*Task description:* Repeat each line of the material exactly.

*Given information:*
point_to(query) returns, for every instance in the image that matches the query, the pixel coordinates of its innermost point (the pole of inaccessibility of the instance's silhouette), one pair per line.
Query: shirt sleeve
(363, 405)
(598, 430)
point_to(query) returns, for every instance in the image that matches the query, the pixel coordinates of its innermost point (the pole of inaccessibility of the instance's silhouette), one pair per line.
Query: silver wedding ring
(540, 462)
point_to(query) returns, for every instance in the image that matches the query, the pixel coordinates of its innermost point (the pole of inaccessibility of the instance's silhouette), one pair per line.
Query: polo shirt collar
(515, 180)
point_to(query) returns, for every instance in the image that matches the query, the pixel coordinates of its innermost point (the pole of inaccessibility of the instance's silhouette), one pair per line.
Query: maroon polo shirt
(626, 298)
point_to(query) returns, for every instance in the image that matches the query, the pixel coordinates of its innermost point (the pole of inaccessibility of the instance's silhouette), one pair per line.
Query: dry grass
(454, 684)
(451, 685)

*Reply:*
point_to(query) returns, for every instance in the image that matches the query, the pixel coordinates of its innermost point (the pole of inaccessibility of the instance's silhouette), one pair per line.
Query: shirt sleeve
(363, 405)
(598, 430)
point_to(query) returns, for every instance in the image that matches the query, the pixel coordinates of its innermost point (the pole of inaccessibility of the instance's silhouette), one pair per line.
Query: silver wedding ring
(540, 462)
point_to(query) returns, for every instance in the image that matches the query, the pixel coordinates of its innermost point (the pole of inaccessibility of the instance's silhouette), one pair per line.
Query: polo shirt collar
(515, 180)
point_to(query) returns, for every instance in the image that matches the query, the pixel coordinates of its innermost point (the pole of inaccessibility of the instance's silhouette), one pair per line.
Query: maroon polo shirt
(626, 298)
point_to(query) returns, for every instance in the image that matches the query, the pixel coordinates of its innermost point (the pole of inaccessibility of the instance's silhouette), one pair per line.
Query: dry grass
(454, 684)
(451, 685)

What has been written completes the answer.